## TO DO
Identify each line in the items below that contains the string "logo" and copy it. Matching is case-sensitive.

## DATA ROWS
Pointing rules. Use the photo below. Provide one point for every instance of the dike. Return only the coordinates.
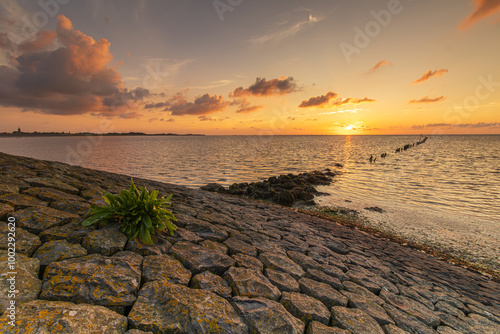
(235, 265)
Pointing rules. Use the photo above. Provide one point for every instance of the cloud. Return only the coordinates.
(263, 87)
(202, 105)
(331, 99)
(428, 99)
(483, 9)
(287, 29)
(430, 74)
(378, 65)
(65, 72)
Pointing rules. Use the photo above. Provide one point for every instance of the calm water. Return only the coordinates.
(457, 175)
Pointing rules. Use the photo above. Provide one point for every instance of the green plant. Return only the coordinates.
(140, 214)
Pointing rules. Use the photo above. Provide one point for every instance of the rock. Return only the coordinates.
(236, 246)
(39, 219)
(26, 242)
(19, 201)
(57, 250)
(266, 316)
(412, 307)
(73, 232)
(316, 327)
(106, 241)
(250, 283)
(40, 316)
(247, 261)
(354, 320)
(323, 292)
(156, 267)
(282, 263)
(27, 284)
(197, 258)
(284, 281)
(95, 279)
(160, 246)
(211, 282)
(305, 308)
(52, 183)
(163, 307)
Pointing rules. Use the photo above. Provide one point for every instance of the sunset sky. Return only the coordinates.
(251, 67)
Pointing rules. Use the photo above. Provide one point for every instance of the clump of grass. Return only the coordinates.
(140, 213)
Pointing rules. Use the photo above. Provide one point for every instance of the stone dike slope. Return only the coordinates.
(235, 265)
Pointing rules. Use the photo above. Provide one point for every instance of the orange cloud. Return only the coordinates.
(483, 9)
(428, 99)
(65, 72)
(378, 65)
(263, 87)
(430, 74)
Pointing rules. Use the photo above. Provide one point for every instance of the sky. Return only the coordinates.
(240, 67)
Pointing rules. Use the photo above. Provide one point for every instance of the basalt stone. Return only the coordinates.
(105, 241)
(284, 281)
(305, 308)
(52, 183)
(323, 292)
(316, 327)
(55, 317)
(19, 201)
(73, 232)
(211, 282)
(412, 307)
(25, 279)
(39, 219)
(250, 283)
(282, 263)
(407, 322)
(197, 258)
(26, 242)
(156, 267)
(247, 261)
(57, 250)
(266, 316)
(355, 321)
(95, 279)
(237, 246)
(163, 307)
(160, 246)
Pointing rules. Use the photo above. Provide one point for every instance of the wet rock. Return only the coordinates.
(266, 316)
(27, 284)
(412, 307)
(284, 281)
(95, 279)
(211, 282)
(316, 327)
(247, 261)
(282, 263)
(156, 267)
(57, 250)
(354, 320)
(106, 241)
(26, 242)
(19, 201)
(163, 307)
(72, 232)
(197, 258)
(237, 246)
(323, 292)
(250, 283)
(52, 183)
(160, 246)
(41, 316)
(39, 219)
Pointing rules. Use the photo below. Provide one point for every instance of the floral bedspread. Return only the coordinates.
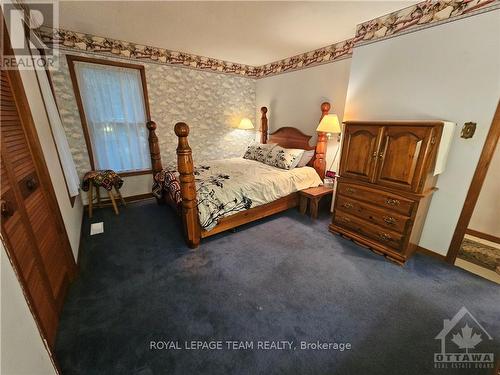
(225, 187)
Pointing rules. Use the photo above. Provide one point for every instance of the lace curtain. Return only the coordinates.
(114, 107)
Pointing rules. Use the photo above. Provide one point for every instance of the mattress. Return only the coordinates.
(225, 187)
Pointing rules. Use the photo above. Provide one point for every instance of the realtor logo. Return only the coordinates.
(461, 338)
(22, 21)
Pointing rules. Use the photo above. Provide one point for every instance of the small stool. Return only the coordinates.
(313, 196)
(106, 179)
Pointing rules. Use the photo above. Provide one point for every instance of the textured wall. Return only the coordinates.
(445, 72)
(211, 103)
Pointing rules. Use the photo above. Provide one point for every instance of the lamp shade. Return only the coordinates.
(245, 124)
(329, 124)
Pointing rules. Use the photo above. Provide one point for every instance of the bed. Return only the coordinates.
(219, 195)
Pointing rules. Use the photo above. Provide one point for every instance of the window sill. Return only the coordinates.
(134, 173)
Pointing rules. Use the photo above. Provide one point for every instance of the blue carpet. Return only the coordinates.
(282, 278)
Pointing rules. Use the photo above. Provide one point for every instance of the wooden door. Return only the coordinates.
(402, 155)
(31, 225)
(359, 151)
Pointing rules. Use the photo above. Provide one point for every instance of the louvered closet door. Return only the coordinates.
(36, 241)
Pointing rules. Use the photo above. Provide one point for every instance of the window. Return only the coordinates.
(113, 107)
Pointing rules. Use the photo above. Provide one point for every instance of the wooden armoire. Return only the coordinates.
(386, 184)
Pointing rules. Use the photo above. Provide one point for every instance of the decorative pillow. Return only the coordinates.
(306, 158)
(258, 151)
(284, 158)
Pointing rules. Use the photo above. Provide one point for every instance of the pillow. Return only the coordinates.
(284, 158)
(258, 151)
(306, 158)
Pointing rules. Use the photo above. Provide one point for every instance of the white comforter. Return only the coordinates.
(225, 187)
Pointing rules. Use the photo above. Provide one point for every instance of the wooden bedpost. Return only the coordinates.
(185, 168)
(320, 155)
(263, 125)
(154, 148)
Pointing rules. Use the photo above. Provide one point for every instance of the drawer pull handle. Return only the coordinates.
(385, 236)
(6, 211)
(390, 220)
(31, 184)
(392, 202)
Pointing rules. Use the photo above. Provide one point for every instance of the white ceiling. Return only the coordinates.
(247, 32)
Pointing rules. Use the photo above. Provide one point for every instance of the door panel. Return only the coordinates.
(402, 155)
(31, 225)
(358, 151)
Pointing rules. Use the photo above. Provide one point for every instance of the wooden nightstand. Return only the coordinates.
(313, 196)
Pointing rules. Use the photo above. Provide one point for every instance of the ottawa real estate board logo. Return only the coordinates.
(461, 339)
(20, 25)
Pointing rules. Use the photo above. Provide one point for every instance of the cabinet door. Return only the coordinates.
(36, 240)
(358, 152)
(402, 155)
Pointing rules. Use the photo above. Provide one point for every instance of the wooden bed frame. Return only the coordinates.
(287, 137)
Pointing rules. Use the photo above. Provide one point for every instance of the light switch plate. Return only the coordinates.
(96, 228)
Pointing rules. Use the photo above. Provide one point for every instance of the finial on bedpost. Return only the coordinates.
(320, 155)
(185, 168)
(263, 125)
(154, 148)
(325, 108)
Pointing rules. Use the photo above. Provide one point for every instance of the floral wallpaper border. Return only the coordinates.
(333, 52)
(72, 40)
(425, 14)
(422, 15)
(66, 39)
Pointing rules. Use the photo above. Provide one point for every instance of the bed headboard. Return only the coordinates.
(289, 137)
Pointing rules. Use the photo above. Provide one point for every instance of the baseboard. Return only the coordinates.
(484, 236)
(423, 250)
(132, 198)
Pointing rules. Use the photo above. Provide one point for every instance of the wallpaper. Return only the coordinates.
(211, 104)
(418, 16)
(71, 40)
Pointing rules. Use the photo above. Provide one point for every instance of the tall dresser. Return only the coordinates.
(386, 184)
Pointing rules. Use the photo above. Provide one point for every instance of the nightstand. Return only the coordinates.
(312, 196)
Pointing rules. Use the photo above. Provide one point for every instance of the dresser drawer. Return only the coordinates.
(378, 197)
(362, 227)
(372, 214)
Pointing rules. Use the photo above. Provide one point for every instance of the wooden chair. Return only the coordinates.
(106, 179)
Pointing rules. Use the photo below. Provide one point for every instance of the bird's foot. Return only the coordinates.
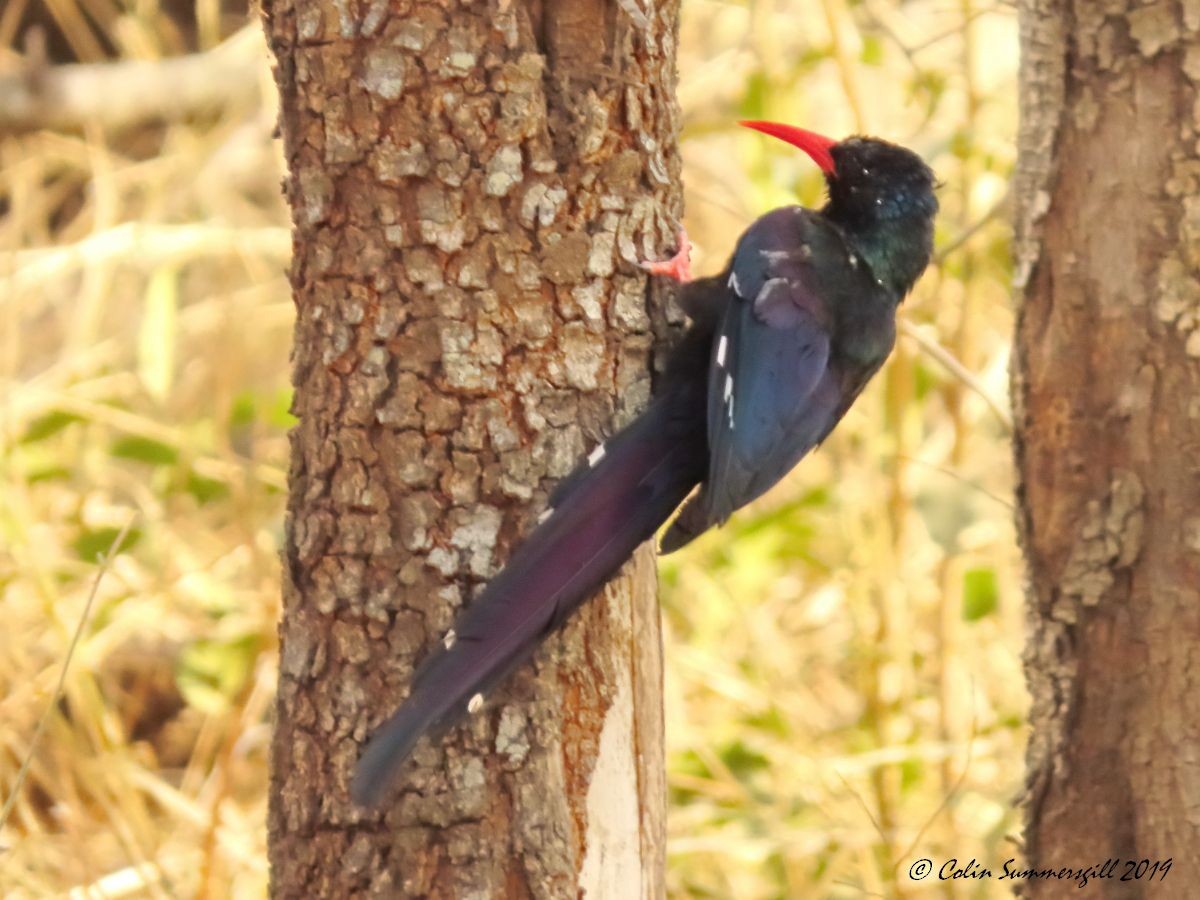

## ANSWER TO THE PROBLEM
Pointing rules. Use the photo above. Provide one point for every instance of the realtor logo. Return only the coordinates.
Pointing rules. Use the photo above. Provide one point for every instance of the ottawa real estate board logo. Return only the coordinates.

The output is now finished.